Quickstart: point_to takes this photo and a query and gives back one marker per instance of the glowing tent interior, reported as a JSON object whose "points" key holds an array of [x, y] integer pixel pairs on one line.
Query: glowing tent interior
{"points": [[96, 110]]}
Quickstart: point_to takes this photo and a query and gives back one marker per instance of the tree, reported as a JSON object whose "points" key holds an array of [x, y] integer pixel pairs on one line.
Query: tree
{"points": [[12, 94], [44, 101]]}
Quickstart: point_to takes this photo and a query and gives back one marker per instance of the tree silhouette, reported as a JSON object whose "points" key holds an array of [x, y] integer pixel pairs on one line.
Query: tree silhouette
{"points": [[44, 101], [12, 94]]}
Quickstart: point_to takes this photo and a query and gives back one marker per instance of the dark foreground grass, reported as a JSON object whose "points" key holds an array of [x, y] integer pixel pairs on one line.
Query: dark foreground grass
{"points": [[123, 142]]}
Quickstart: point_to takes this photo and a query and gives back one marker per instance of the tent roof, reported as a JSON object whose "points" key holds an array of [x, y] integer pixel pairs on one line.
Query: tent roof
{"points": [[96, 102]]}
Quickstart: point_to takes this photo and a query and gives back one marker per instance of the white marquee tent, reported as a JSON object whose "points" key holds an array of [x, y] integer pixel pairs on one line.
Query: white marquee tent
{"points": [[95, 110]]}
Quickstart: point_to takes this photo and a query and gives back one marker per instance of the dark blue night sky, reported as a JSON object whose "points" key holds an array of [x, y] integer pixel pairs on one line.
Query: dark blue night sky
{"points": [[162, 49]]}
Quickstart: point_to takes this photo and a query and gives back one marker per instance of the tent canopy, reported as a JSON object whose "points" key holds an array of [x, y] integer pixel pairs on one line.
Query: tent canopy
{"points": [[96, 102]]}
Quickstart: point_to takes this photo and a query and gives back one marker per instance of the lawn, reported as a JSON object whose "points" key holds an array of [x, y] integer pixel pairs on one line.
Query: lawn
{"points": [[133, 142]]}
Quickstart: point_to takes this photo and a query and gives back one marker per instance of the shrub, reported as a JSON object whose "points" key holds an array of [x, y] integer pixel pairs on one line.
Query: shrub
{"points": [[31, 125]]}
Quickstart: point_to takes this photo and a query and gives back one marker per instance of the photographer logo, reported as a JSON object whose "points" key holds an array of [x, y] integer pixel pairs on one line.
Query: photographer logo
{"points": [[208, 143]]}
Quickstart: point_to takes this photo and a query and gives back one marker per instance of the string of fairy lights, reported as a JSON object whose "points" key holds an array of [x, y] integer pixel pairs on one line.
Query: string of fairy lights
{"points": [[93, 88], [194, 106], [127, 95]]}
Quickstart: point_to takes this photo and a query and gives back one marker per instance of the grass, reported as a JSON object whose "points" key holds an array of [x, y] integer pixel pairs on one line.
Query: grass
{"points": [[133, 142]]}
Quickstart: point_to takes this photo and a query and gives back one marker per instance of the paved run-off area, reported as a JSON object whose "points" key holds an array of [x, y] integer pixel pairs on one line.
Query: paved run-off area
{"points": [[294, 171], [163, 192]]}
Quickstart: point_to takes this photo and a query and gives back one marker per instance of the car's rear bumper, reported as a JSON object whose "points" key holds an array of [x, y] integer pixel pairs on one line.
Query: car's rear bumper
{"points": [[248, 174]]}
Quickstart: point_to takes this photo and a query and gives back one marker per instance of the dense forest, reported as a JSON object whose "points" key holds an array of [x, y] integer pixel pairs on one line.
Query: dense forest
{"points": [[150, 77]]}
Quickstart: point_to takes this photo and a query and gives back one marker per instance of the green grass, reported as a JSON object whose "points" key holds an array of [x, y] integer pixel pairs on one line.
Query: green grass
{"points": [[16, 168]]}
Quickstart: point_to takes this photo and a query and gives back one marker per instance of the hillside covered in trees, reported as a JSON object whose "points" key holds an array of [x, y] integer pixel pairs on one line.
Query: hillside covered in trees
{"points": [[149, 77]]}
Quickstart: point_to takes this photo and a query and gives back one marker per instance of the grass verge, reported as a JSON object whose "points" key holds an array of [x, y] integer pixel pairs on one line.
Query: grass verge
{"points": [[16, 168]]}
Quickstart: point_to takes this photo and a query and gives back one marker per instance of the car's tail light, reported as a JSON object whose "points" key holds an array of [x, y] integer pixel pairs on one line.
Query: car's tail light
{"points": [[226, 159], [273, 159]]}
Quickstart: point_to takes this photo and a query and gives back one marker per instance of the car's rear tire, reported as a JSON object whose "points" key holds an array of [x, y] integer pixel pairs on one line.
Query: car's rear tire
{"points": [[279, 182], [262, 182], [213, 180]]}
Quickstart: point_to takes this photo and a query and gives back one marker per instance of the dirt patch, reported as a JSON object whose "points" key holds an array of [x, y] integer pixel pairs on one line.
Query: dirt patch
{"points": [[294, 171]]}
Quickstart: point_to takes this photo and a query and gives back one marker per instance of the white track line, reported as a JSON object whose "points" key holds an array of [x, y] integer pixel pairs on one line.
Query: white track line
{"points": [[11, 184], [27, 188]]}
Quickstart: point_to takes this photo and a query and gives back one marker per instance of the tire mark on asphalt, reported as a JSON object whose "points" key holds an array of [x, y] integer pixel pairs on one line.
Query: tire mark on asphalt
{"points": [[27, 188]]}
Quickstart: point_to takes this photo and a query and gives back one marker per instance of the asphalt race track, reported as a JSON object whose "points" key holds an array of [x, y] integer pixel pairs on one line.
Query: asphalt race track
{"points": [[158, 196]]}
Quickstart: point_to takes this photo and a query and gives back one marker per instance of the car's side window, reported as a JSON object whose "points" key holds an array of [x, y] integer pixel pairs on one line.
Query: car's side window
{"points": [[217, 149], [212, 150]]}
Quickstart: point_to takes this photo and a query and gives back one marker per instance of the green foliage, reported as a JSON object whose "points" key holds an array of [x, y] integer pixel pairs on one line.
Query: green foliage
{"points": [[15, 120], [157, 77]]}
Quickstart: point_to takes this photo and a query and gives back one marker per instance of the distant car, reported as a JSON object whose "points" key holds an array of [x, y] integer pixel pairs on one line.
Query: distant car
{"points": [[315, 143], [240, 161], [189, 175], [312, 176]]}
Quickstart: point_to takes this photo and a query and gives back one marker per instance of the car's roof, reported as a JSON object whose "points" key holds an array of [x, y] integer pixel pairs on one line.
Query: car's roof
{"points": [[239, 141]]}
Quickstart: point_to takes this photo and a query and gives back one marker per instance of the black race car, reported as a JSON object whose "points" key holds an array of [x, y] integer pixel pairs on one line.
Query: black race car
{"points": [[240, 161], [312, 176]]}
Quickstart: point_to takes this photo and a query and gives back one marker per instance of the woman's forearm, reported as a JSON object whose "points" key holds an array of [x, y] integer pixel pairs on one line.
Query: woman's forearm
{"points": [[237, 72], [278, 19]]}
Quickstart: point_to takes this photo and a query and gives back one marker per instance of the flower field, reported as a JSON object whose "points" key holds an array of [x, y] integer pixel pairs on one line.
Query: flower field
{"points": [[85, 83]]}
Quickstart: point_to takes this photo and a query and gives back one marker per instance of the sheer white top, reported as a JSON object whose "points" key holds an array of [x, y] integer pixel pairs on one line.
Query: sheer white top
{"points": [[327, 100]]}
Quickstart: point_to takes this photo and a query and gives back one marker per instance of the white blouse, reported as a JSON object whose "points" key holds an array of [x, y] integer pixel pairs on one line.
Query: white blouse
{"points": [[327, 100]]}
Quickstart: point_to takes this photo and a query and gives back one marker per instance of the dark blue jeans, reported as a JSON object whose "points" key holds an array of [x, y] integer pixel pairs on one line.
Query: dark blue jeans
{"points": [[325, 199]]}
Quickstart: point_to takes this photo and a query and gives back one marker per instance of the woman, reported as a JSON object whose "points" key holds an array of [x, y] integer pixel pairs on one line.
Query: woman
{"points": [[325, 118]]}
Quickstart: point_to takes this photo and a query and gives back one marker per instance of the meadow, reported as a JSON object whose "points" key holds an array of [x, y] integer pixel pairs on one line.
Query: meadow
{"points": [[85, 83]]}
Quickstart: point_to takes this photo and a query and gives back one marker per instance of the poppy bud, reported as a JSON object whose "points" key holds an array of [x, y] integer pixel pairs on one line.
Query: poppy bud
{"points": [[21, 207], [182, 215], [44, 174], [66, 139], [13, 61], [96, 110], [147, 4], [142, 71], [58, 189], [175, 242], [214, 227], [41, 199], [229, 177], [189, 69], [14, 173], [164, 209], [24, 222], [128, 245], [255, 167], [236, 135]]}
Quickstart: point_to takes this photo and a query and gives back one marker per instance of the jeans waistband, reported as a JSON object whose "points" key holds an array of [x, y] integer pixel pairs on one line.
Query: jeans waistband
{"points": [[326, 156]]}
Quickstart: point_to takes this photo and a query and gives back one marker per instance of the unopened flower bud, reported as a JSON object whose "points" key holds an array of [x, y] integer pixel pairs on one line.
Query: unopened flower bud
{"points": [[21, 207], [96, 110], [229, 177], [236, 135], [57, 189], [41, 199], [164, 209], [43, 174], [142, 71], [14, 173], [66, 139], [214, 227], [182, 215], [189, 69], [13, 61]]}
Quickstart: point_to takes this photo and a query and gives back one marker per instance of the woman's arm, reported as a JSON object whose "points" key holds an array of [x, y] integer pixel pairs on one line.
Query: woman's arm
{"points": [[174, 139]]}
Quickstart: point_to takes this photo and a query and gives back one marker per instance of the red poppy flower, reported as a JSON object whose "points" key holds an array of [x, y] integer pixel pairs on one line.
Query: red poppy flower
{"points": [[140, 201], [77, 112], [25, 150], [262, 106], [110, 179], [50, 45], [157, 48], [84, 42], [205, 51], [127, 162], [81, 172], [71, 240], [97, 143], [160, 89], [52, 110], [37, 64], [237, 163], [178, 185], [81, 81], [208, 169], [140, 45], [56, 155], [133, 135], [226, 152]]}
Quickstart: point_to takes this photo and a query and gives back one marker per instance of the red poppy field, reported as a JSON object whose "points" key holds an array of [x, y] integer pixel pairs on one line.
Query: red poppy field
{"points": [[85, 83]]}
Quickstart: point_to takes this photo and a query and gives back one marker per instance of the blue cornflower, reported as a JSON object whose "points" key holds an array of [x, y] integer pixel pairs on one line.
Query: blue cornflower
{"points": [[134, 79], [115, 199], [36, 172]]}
***
TASK DIRECTIONS:
Word for word, restate the lines of the data above that fall between the line holding "Query: dark blue night sky" and the line holding "the shrub, reported", inclusive, and no other lines.

SOLVED PROBLEM:
Query: dark blue night sky
{"points": [[162, 49]]}
Quickstart: point_to takes this photo and a query and gives back one marker per instance of the tent canopy, reported as a JSON object whose "points" key holds an array of [x, y] integer pixel pairs on one line.
Query: tent canopy
{"points": [[96, 102]]}
Quickstart: point_to takes this photo and a query and gives back one marker per instance of the lawn, reported as a JSON object whose "points" key holds an array of [x, y] integer pixel pairs on one line.
Query: lawn
{"points": [[133, 142]]}
Quickstart: point_to takes this photo and a query and gives back one marker per instance of the shrub, reported as a JSON object whose "points" key holds an array of [x, y] integer pixel pairs on one line.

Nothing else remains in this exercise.